* [Records for bounding box labeling]
_____

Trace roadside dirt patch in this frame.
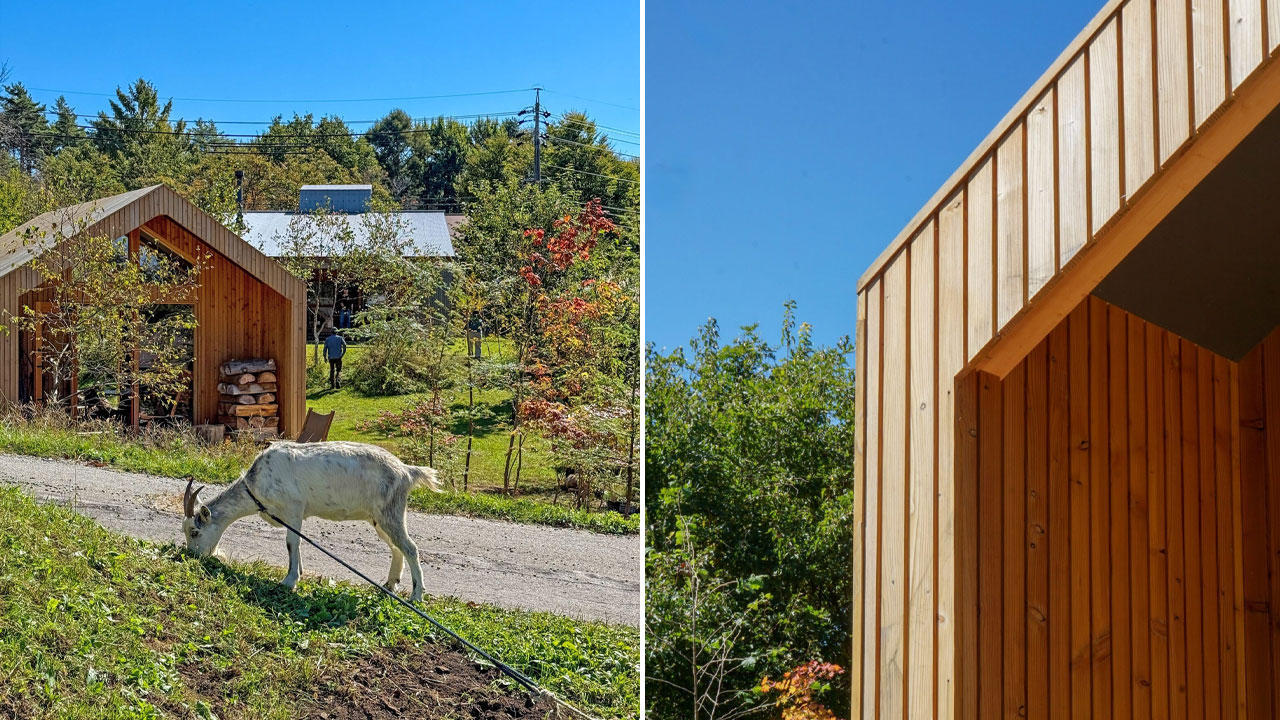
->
[179,644,556,720]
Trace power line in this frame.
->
[543,90,640,113]
[543,135,640,159]
[28,87,532,102]
[45,110,518,125]
[559,113,640,137]
[53,113,515,140]
[547,163,640,184]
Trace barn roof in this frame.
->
[0,184,306,301]
[244,208,453,258]
[858,0,1280,377]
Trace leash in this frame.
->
[244,482,609,720]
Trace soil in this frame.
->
[179,644,557,720]
[0,455,644,628]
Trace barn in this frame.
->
[851,0,1280,719]
[0,184,306,437]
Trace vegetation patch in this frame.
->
[0,488,640,719]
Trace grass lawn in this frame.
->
[0,488,640,720]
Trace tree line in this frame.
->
[0,68,641,505]
[0,68,640,231]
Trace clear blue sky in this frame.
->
[645,0,1103,348]
[0,0,640,152]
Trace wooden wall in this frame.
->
[0,186,306,436]
[143,211,296,428]
[851,0,1280,717]
[959,299,1280,717]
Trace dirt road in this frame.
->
[0,455,644,626]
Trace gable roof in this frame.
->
[244,211,453,258]
[858,0,1280,377]
[0,184,306,302]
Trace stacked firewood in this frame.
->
[218,357,280,438]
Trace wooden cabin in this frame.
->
[0,184,306,437]
[852,0,1280,720]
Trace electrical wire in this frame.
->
[27,87,534,104]
[557,113,640,137]
[543,163,640,184]
[543,87,640,113]
[543,135,640,160]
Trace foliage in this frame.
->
[0,486,640,719]
[13,207,206,414]
[645,305,854,719]
[760,660,845,720]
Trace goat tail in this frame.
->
[408,465,444,492]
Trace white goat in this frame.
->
[182,442,440,601]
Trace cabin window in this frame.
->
[111,234,129,268]
[138,233,191,282]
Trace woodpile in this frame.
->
[218,357,280,439]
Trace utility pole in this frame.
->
[534,87,543,184]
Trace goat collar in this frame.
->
[244,480,274,518]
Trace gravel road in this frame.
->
[0,455,644,626]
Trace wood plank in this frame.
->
[1156,0,1190,161]
[1178,340,1216,717]
[1120,3,1156,199]
[1236,345,1274,717]
[1089,20,1124,236]
[1228,361,1248,717]
[1211,355,1242,717]
[955,372,984,717]
[1142,323,1171,717]
[1023,336,1044,720]
[1090,297,1115,717]
[1190,0,1226,127]
[965,160,996,356]
[975,374,1005,717]
[905,233,937,715]
[1161,332,1199,720]
[996,126,1027,327]
[1107,299,1133,720]
[855,286,879,717]
[1262,330,1280,708]
[969,55,1280,377]
[1027,88,1057,297]
[1057,58,1091,268]
[1050,302,1101,720]
[879,256,909,717]
[937,197,964,717]
[1184,347,1224,717]
[1001,364,1027,717]
[861,281,884,720]
[1266,0,1280,55]
[1228,0,1265,90]
[1125,314,1152,717]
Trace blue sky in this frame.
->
[645,0,1103,348]
[0,0,640,152]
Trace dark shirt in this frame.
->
[324,333,347,360]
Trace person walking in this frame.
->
[324,331,347,389]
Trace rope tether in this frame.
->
[244,480,598,720]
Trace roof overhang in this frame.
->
[0,184,306,304]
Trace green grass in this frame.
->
[0,418,640,534]
[0,488,640,719]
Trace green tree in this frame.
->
[365,109,416,199]
[0,82,54,174]
[92,78,196,190]
[645,304,855,720]
[49,95,88,151]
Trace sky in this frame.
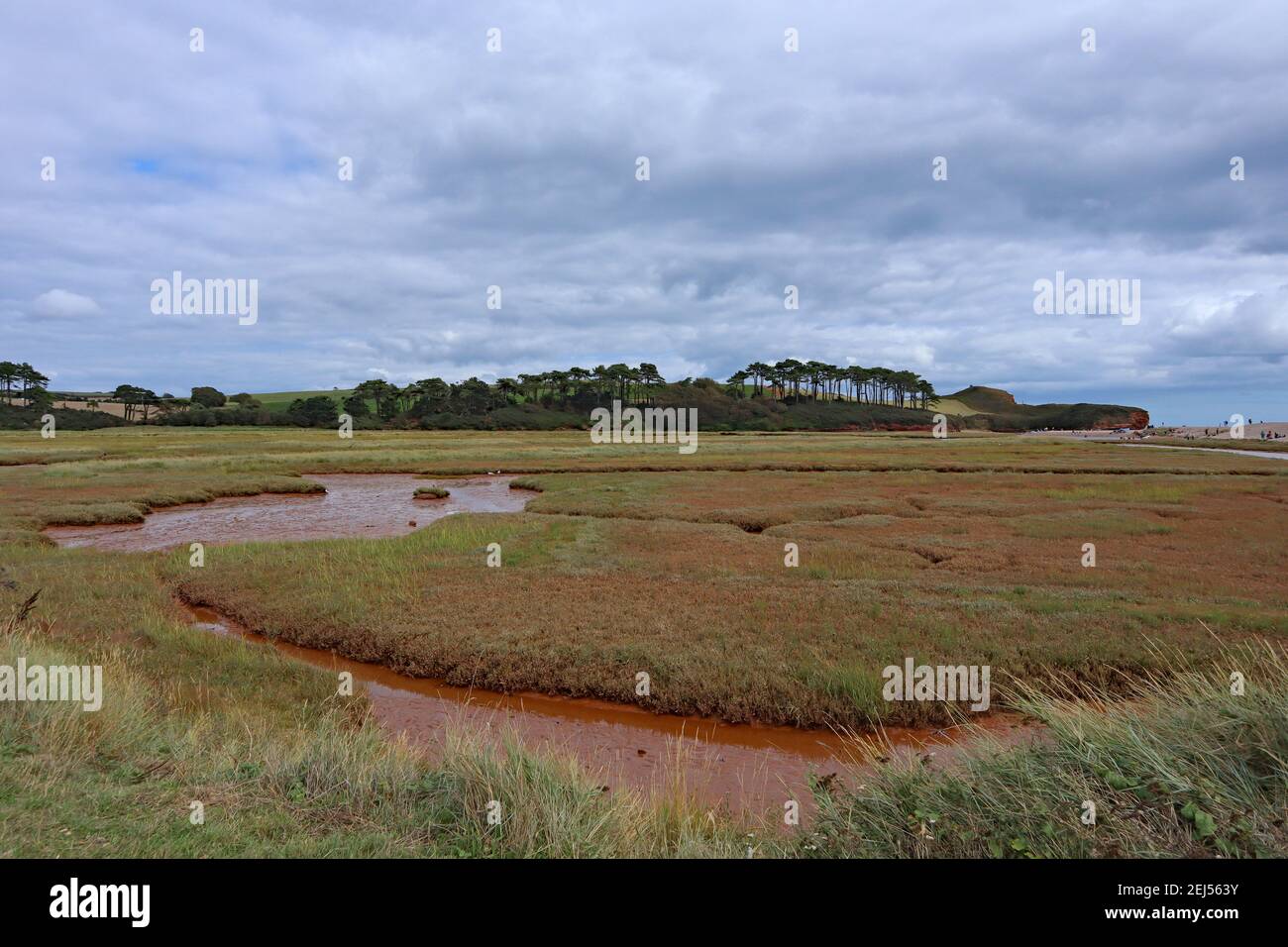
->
[0,0,1288,424]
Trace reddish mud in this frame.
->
[183,604,1027,811]
[46,474,1025,811]
[46,474,535,553]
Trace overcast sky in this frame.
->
[0,0,1288,423]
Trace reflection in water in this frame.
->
[46,474,533,552]
[47,474,1024,810]
[184,605,1018,810]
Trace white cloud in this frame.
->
[31,290,102,320]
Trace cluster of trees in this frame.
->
[0,362,52,407]
[728,359,939,410]
[10,359,936,428]
[332,362,666,421]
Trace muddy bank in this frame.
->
[180,603,1029,811]
[46,474,536,552]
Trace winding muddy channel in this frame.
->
[47,474,1024,810]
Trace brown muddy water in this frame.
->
[180,603,1029,811]
[46,474,525,553]
[46,474,1026,811]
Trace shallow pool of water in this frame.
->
[46,474,525,552]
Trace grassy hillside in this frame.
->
[252,388,353,411]
[936,385,1149,430]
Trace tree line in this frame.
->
[0,359,937,427]
[0,362,51,407]
[729,359,939,410]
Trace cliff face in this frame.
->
[945,385,1149,430]
[1091,408,1149,430]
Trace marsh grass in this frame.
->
[805,642,1288,858]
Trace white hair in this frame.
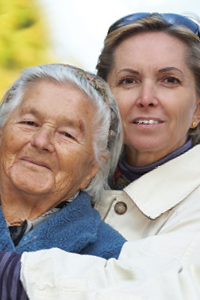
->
[0,64,123,202]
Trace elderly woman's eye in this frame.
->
[63,132,76,140]
[23,121,37,126]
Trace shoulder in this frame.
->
[82,221,126,259]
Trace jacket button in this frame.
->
[114,201,127,215]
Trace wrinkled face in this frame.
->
[108,32,199,165]
[0,81,98,203]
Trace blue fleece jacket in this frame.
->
[0,192,126,259]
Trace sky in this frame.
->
[38,0,200,72]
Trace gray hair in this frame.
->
[0,64,123,202]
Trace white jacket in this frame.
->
[21,145,200,300]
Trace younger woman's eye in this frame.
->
[119,77,136,85]
[164,76,180,84]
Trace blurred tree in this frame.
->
[0,0,51,98]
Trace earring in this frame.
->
[192,122,197,128]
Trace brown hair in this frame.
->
[96,14,200,144]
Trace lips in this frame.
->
[20,157,52,171]
[133,118,163,125]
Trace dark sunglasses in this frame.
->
[108,13,200,38]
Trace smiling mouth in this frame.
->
[133,119,162,125]
[21,158,52,171]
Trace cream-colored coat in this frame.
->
[21,145,200,300]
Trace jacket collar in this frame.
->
[124,145,200,219]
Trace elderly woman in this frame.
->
[0,64,125,299]
[1,13,200,300]
[12,13,200,300]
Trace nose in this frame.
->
[137,83,159,108]
[31,127,54,152]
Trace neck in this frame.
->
[125,140,192,167]
[1,187,65,225]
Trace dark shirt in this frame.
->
[0,251,28,300]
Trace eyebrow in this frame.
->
[158,67,184,75]
[20,107,85,133]
[116,68,140,77]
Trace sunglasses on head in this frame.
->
[108,13,200,38]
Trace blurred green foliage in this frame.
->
[0,0,51,98]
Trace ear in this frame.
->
[190,99,200,128]
[79,153,109,190]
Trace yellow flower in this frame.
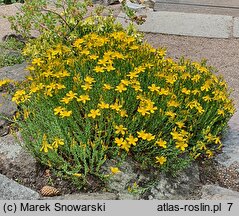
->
[115,137,126,147]
[126,71,138,79]
[60,97,71,104]
[73,38,84,48]
[84,76,95,84]
[66,91,77,100]
[89,54,99,60]
[81,83,92,91]
[137,107,150,116]
[206,150,213,158]
[120,141,130,152]
[93,65,105,73]
[217,109,225,116]
[103,84,112,90]
[201,82,210,91]
[54,106,64,115]
[165,75,177,84]
[182,88,191,95]
[81,49,90,55]
[202,95,212,101]
[148,84,160,92]
[73,173,82,177]
[115,125,127,135]
[52,138,64,149]
[40,134,53,153]
[60,110,72,118]
[191,74,201,82]
[155,138,167,148]
[170,131,185,141]
[120,80,131,86]
[165,111,176,119]
[176,142,188,151]
[105,64,115,72]
[126,134,138,146]
[98,101,110,109]
[155,156,167,165]
[110,167,121,174]
[167,100,180,107]
[159,88,169,95]
[120,109,128,117]
[110,102,122,112]
[205,133,214,142]
[113,52,124,59]
[88,109,100,118]
[115,83,127,93]
[77,95,90,104]
[32,58,43,66]
[146,133,155,141]
[214,137,222,145]
[137,130,148,140]
[175,121,184,129]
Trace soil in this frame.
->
[0,2,239,197]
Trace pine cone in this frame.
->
[40,185,60,197]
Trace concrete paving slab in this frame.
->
[119,10,233,38]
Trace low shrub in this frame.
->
[3,0,234,188]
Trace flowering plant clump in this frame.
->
[10,22,234,186]
[7,1,234,187]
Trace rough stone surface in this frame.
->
[0,62,29,81]
[216,109,239,168]
[0,92,17,137]
[41,193,117,200]
[0,174,40,200]
[0,92,17,119]
[0,135,36,182]
[104,160,200,200]
[119,10,233,38]
[148,164,200,200]
[201,185,239,200]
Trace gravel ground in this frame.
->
[0,4,239,197]
[0,3,239,107]
[145,33,239,107]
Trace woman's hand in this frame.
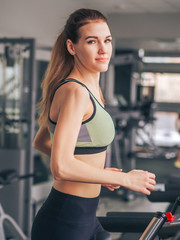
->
[102,168,122,191]
[125,170,156,195]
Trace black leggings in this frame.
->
[31,188,104,240]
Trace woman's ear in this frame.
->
[66,39,75,55]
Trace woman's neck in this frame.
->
[67,68,100,90]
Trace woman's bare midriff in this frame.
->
[53,152,106,198]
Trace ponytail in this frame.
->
[38,9,107,128]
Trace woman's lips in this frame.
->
[96,58,108,62]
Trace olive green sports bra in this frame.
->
[49,79,115,155]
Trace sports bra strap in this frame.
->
[55,78,93,99]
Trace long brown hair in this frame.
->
[38,8,107,127]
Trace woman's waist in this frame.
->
[53,180,101,198]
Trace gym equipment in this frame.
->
[98,197,180,240]
[0,38,36,235]
[0,169,34,240]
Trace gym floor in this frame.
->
[97,153,180,240]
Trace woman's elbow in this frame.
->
[51,165,68,181]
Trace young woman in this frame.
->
[32,9,155,240]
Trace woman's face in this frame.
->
[73,21,112,73]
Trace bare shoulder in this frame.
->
[55,82,89,104]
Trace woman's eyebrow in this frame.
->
[85,35,112,40]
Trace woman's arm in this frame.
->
[51,84,155,194]
[33,127,51,156]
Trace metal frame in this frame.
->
[0,38,36,235]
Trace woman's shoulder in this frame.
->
[54,82,89,102]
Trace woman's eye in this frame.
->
[105,39,112,43]
[88,40,95,44]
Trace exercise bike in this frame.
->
[0,169,34,240]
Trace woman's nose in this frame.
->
[98,44,106,54]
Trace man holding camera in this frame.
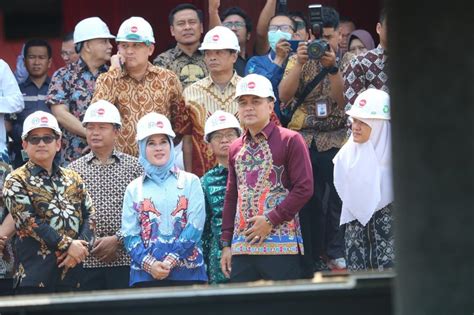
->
[279,7,347,277]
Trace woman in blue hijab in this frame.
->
[122,113,207,287]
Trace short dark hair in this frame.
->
[288,11,310,30]
[322,7,339,29]
[268,12,297,32]
[63,32,74,43]
[168,3,204,26]
[220,7,253,33]
[23,38,52,59]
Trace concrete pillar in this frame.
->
[387,0,474,315]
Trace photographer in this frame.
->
[279,7,347,276]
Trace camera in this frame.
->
[308,4,330,59]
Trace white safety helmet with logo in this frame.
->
[73,16,115,44]
[204,110,242,142]
[199,26,240,52]
[21,110,62,140]
[115,16,155,46]
[234,73,276,100]
[137,113,176,141]
[82,100,122,126]
[346,89,390,120]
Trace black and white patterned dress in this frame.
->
[345,203,395,271]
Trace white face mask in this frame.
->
[268,30,292,51]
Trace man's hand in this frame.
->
[221,247,232,278]
[209,0,221,12]
[244,215,272,245]
[58,253,80,269]
[110,52,125,69]
[151,261,171,280]
[274,38,291,66]
[296,42,309,65]
[67,240,89,263]
[91,235,120,263]
[321,46,336,68]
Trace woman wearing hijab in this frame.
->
[121,113,207,287]
[348,30,375,56]
[333,89,394,271]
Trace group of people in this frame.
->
[0,0,394,294]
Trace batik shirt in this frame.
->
[201,165,228,283]
[282,55,347,152]
[153,46,208,89]
[122,168,207,286]
[69,150,143,268]
[3,161,95,287]
[92,63,191,156]
[46,58,107,166]
[183,72,241,176]
[221,122,313,255]
[344,45,389,109]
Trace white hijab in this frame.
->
[333,118,393,226]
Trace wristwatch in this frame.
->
[219,240,231,250]
[326,66,339,74]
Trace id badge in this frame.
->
[316,100,328,118]
[21,150,30,162]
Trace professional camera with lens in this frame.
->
[308,4,330,59]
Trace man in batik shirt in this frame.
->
[3,111,94,294]
[153,3,208,88]
[221,74,313,282]
[201,110,241,283]
[344,9,389,110]
[46,17,114,166]
[92,16,191,170]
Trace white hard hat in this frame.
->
[204,110,242,142]
[346,89,390,120]
[137,113,176,141]
[115,16,155,45]
[74,16,115,44]
[234,73,276,100]
[199,26,240,52]
[21,110,62,140]
[82,100,122,126]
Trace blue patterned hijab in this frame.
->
[138,136,176,184]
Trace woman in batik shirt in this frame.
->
[334,89,395,271]
[201,110,241,283]
[122,113,207,287]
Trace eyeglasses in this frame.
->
[296,21,306,31]
[26,135,58,145]
[222,21,245,29]
[211,131,238,142]
[268,24,295,32]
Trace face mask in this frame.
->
[268,30,291,51]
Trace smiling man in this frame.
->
[69,100,143,290]
[3,111,94,294]
[153,3,208,88]
[221,74,313,282]
[92,16,191,169]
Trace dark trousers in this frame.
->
[81,266,130,291]
[299,144,344,269]
[230,255,301,282]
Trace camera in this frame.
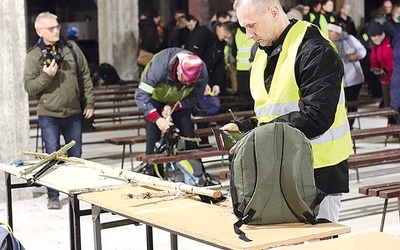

_____

* [Task instructions] Extract each line of the records above that contains the word "cabin", and reproduce every such line in full.

* [Answer to the task]
Trace wooden cabin in this frame.
Trace cabin window in this frame.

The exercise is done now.